[Stored data entries]
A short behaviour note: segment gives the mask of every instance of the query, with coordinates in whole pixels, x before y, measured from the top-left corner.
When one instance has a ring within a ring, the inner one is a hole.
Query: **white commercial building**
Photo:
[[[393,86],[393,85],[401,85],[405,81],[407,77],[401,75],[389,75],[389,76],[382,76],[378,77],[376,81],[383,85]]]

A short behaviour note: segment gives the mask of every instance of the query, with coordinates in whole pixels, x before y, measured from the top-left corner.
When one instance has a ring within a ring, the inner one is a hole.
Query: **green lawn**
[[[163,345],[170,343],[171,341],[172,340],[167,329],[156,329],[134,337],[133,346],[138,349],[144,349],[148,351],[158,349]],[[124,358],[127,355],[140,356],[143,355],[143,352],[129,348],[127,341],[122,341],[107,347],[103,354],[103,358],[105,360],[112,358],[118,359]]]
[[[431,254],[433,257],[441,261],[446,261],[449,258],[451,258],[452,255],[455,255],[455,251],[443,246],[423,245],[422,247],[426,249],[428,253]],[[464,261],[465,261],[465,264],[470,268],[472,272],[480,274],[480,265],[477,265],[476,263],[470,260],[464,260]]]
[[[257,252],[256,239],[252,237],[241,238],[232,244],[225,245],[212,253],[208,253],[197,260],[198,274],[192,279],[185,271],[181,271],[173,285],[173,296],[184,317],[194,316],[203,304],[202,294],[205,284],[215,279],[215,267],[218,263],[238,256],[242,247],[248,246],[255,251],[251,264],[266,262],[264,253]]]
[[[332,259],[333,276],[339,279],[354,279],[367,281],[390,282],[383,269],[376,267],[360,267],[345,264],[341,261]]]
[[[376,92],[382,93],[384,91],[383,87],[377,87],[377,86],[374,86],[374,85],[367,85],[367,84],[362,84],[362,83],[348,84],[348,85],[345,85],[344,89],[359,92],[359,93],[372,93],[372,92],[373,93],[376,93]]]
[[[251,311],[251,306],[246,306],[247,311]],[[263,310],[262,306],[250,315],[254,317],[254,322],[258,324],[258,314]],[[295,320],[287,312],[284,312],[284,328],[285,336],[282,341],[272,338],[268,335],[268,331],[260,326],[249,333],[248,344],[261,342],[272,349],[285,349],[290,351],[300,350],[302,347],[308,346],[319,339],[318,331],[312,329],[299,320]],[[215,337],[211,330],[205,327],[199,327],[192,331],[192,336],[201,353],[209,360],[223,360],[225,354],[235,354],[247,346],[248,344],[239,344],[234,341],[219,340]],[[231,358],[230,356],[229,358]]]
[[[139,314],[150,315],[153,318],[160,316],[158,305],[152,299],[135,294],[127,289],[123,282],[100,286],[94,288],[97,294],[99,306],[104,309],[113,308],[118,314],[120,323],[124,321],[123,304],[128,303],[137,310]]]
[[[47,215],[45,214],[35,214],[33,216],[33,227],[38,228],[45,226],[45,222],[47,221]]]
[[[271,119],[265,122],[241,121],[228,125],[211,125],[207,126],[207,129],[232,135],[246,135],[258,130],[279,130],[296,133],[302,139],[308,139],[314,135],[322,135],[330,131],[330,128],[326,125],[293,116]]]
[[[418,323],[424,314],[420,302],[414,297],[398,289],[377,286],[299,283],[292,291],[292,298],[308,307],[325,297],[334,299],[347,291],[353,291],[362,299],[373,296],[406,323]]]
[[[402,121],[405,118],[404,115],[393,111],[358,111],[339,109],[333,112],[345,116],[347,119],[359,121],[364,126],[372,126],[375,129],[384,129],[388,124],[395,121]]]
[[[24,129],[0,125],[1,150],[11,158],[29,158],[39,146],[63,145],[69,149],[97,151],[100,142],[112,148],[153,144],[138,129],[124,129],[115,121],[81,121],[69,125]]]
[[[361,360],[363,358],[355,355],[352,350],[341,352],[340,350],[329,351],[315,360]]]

*Exercise details*. Write the complete data out, exactly as above.

*Exercise solution*.
A short behaviour note: segment gives the mask of every instance of the query, with coordinates in whole pixels, x before y, measured from the top-left corner.
When one instance has a ring within a ring, the inner one is a hole.
Query: **white commercial building**
Photo:
[[[393,86],[393,85],[401,85],[405,81],[407,77],[401,75],[389,75],[389,76],[382,76],[378,77],[376,81],[383,85]]]

A short behaviour note: segment gives the mask of every instance of the query, with coordinates in whole pixels, x before y, measured from the top-left corner.
When one instance has a ring within a ring, the inner one is a hole.
Query: **green lawn**
[[[163,345],[170,343],[171,341],[172,340],[167,329],[156,329],[134,337],[133,346],[138,349],[144,349],[148,351],[158,349]],[[124,358],[127,355],[140,356],[143,355],[143,352],[129,348],[127,341],[122,341],[107,347],[103,354],[103,358],[105,360],[112,358],[118,359]]]
[[[431,254],[433,257],[441,261],[446,261],[449,258],[451,258],[452,255],[455,255],[455,251],[443,246],[423,245],[422,247],[426,249],[428,253]],[[464,261],[465,261],[465,264],[470,268],[472,272],[480,274],[480,265],[477,265],[476,263],[470,260],[464,260]]]
[[[257,252],[256,239],[252,237],[241,238],[232,244],[225,245],[212,253],[208,253],[197,260],[198,274],[192,279],[185,271],[181,271],[173,285],[173,296],[184,317],[194,316],[203,304],[202,294],[205,284],[215,279],[215,267],[218,263],[238,256],[242,247],[248,246],[255,251],[251,264],[266,262],[264,253]]]
[[[332,259],[333,276],[339,279],[354,279],[367,281],[390,282],[383,269],[376,267],[360,267],[345,264],[341,261]]]
[[[376,92],[382,93],[384,91],[383,87],[377,87],[377,86],[374,86],[374,85],[367,85],[367,84],[362,84],[362,83],[348,84],[348,85],[345,85],[344,89],[359,92],[359,93],[372,93],[372,92],[373,93],[376,93]]]
[[[251,311],[251,306],[246,306],[247,311]],[[263,310],[262,306],[250,315],[254,317],[254,322],[258,324],[258,314]],[[295,320],[287,312],[284,312],[284,328],[285,336],[282,341],[272,338],[268,335],[268,331],[260,326],[249,333],[248,344],[261,342],[272,349],[285,349],[290,351],[300,350],[302,347],[308,346],[319,339],[318,331],[312,329],[299,320]],[[215,337],[211,330],[205,327],[199,327],[192,331],[192,336],[201,353],[209,360],[223,360],[225,354],[235,354],[247,346],[248,344],[239,344],[234,341],[219,340]],[[231,358],[230,356],[229,358]]]
[[[139,314],[150,315],[153,318],[160,316],[158,305],[152,299],[135,294],[127,289],[123,282],[100,286],[94,288],[97,294],[99,306],[104,309],[113,308],[118,314],[120,323],[124,321],[123,304],[128,303],[137,310]]]
[[[47,215],[45,214],[35,214],[33,216],[33,227],[38,228],[45,226],[45,222],[47,221]]]
[[[271,119],[265,122],[241,121],[228,125],[211,125],[207,126],[207,129],[232,135],[246,135],[258,130],[279,130],[296,133],[302,139],[308,139],[314,135],[322,135],[330,131],[330,128],[326,125],[293,116]]]
[[[418,323],[424,314],[420,302],[414,297],[398,289],[377,286],[299,283],[292,291],[292,298],[308,307],[325,297],[334,299],[347,291],[353,291],[362,299],[373,296],[406,323]]]
[[[402,121],[405,118],[404,115],[393,111],[358,111],[339,109],[333,112],[345,116],[347,119],[359,121],[364,126],[372,126],[375,129],[384,129],[388,124],[395,121]]]
[[[24,129],[0,125],[1,150],[11,158],[29,158],[39,146],[63,145],[69,149],[97,151],[100,142],[112,148],[153,144],[138,129],[124,129],[115,121],[81,121],[69,125]]]
[[[361,360],[363,358],[355,355],[352,350],[341,352],[340,350],[329,351],[315,360]]]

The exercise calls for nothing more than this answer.